Set problem A: In the passage on Tito and Stalin, reproduce word for word the stretch from "The Yugoslavs were not" up to and including "end of 1948).".
Set problem B: According to the passage on Tito and Stalin, how many collective farms had Yugoslavia established by the end of 1948?
Set problem C: Extend the passage on Tito and Stalin, picking up after its final sentence.

** START Page extract **

Why did the Soviets keep such a close eye on their ostensible comrades in the Balkans? After all, the Yugoslavs were, as the Marxist writer Isaac Deutscher describes them in his biography of Stalin, “up till 1948, considered to be the most dogmatic and fanatical of all European Stalinists.” After they took power in 1945, Tito and his comrades quickly and diligently constructed a new state along impeccably Soviet lines. According to historian Ivo Banac,

The Yugoslavs were not only the first to abolish monarchy in Eastern Europe, they were also the first to adopt a Soviet-style constitution (January 1946), the first to institute legal procedures against church dignitaries of episcopal rank (the trial of Archbishop Alojzije Stepinac in October 1946) and the “opposition within the united front,” the first to use rigged trials against their own wayward members (the Dachau trials of April and August of 1948 and July 1949), the first to introduce Soviet-style planning (First Five-Year Plan of April 1947 with the highest rate of state investment of 27 percent of GNP in Eastern Europe) and the first to establish collective farms (1,318 by the end of 1948).

The Soviets supplied Yugoslavia with substantial economic and military aid, and the Yugoslavs were an important part of the “socialist camp” in its burgeoning confrontation with its former allies in the war against Hitler. Many of Tito’s leading military officers were trained in the Soviet Union, and he did not hesitate to hide his loyalty to the Kremlin. “If the Red Army needs us to lead its march toward the English Channel,” Tito declared in 1946, “we’ll be there tomorrow!”

Just two years later, however, Stalin expelled the CPY from the Cominform (the Communist Information Bureau, the successor to the Communist International, or Comintern); ruling parties in the Soviet satellite states waged a vicious purge campaign against alleged followers of “Tito-fascism” in their ranks; and well-founded fears of a Soviet invasion had Tito turning to the United States and the newly established NATO alliance for a lifeline.

What happened? According to Deutscher, the “years of armed revolutionary struggle” against the Nazis and their collaborators transformed Tito from a “puppet into a man and leader”; Stalin “sensed the change, and grew suspicious” of Tito’s stature and autonomy. The Yugoslavs charted their own course during the Partisan war, and they were not about to give that up despite their fundamental alignment with the Soviet system. Tito became accustomed to occupying a position of command, and enjoyed enormous prestige as the leader of a national liberation movement that won its victory largely on its own strength. Stalin could not suffer a potential rival with an independent spirit in the Communist bloc, and he acted accordingly.

** END Page extract **
** START Provided material **

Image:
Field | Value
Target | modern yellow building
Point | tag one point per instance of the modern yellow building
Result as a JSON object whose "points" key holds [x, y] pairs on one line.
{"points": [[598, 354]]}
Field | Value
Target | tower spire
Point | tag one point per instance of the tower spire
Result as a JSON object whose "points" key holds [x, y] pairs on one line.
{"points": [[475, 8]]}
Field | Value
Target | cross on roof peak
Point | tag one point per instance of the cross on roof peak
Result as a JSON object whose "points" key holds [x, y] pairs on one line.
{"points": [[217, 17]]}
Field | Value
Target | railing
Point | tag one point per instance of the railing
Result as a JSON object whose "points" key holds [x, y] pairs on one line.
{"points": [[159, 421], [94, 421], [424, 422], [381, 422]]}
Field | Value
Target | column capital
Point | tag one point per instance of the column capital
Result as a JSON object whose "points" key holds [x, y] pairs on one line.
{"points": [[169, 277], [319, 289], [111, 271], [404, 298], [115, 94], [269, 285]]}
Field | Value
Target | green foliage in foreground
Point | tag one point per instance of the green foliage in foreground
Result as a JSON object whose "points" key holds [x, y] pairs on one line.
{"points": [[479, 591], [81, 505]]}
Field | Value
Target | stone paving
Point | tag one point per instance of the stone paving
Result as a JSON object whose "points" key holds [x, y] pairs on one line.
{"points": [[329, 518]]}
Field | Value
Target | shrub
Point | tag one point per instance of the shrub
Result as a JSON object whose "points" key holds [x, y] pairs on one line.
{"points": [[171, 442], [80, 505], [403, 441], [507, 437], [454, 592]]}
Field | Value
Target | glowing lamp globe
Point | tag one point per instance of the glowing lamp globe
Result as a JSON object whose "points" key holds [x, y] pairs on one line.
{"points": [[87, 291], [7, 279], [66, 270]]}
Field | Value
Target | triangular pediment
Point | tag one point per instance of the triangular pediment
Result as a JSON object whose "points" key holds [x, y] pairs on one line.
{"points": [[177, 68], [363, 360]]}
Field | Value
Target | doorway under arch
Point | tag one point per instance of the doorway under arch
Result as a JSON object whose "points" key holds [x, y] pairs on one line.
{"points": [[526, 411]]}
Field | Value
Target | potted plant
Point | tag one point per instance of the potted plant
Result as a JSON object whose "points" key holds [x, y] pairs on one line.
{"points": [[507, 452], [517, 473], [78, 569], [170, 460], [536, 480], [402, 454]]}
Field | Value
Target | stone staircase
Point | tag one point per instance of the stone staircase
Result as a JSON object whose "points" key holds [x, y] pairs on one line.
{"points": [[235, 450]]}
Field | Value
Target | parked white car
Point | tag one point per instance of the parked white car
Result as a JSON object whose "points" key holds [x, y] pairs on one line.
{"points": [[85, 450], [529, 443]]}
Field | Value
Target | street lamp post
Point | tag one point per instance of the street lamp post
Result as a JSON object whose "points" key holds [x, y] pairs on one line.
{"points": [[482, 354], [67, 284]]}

** END Provided material **

Written answer A:
The Yugoslavs were not only the first to abolish monarchy in Eastern Europe, they were also the first to adopt a Soviet-style constitution (January 1946), the first to institute legal procedures against church dignitaries of episcopal rank (the trial of Archbishop Alojzije Stepinac in October 1946) and the “opposition within the united front,” the first to use rigged trials against their own wayward members (the Dachau trials of April and August of 1948 and July 1949), the first to introduce Soviet-style planning (First Five-Year Plan of April 1947 with the highest rate of state investment of 27 percent of GNP in Eastern Europe) and the first to establish collective farms (1,318 by the end of 1948).

Written answer B: 1,318

Written answer C:
The conflict ran deeper, however, than a personal rivalry between two extremely strong-willed leaders. The Spanish Marxist Fernando Claudín, in his two-volume history The Communist Movement: From Comintern to Cominform, identified the fundamental question underlying the breach: Was “Yugoslavia to be an independent country or a ‘socialist’ colony? This conflict was the underground war in which the Soviet and Yugoslav secret services engaged in from 1945.”

Tito was a fervent Communist who owed his position at the head of the CPY to the Soviets, who purged the previous party leadership amid the great terror of 1937. But he emerged from the Partisan war and revolution as a leader who wanted to chart his own course, not just at home but in world politics. This impulse clashed not just with Stalin’s ego, but with Stalin’s calculations of what would best ensure the security interests of the Soviet state in the postwar order. This put the erstwhile comrades on a collision course, which in turn compelled Tito to look to the capitalist West for help against the Kremlin — a turn that would have been unthinkable for the Yugoslav Communists just a short time before.

It is difficult to revisit this history and not see certain parallels with current tensions in Russia’s “near abroad,” including the war in Ukraine. In both instances, the regional power’s search for security against the West (first by the Soviet state, then its Russian successor) led it to seek an imperial relationship with its intended subordinate, only to see the strategy backfire.

In Yugoslavia’s case, Soviet attempts to restrict its sovereignty pushed Tito to establish closer economic and military relations with the West, thereby helping NATO consolidate its position in southeastern Europe. In Ukraine’s case, Russian attempts to keep the country in its orbit by indirect means failed. The full-scale invasion aimed at installing a pliant regime in Kyiv has been a strategic disaster for Russia by accelerating Ukraine’s westward turn. As Russia continues to decimate Ukraine, Ukrainian support for NATO membership and a generally pro-Western orientation has risen to an all-time high, and it may end up pushing away former Soviet republics in central Asia and the Caucasus too.

Realism came in for a beating in the wake of Russia’s invasion, not least because some leading realist scholars, namely John Mearsheimer, appeared to justify or excuse it. But in both the Yugoslav and Ukrainian cases, the players involved all behaved the way certain realist theories, including Mearsheimer’s, would have predicted. The Soviets, then the Russians, sought to restrict the sovereignty of smaller neighbors; those states resisted, and in doing so turned toward outside powers with their own interest in coming to those smaller states’ aid. In both cases, the fundamental problem for the Soviets and Russians was a lack of hegemonic capacity and an overreliance on coercion to achieve strategic goals.

Despite these similarities, however, it is important to avoid essentializing the USSR and its Russian successor; there is not an unbroken continuity through all of history. The Soviets adopted different approaches to their neighbors in East Central Europe in different times and places.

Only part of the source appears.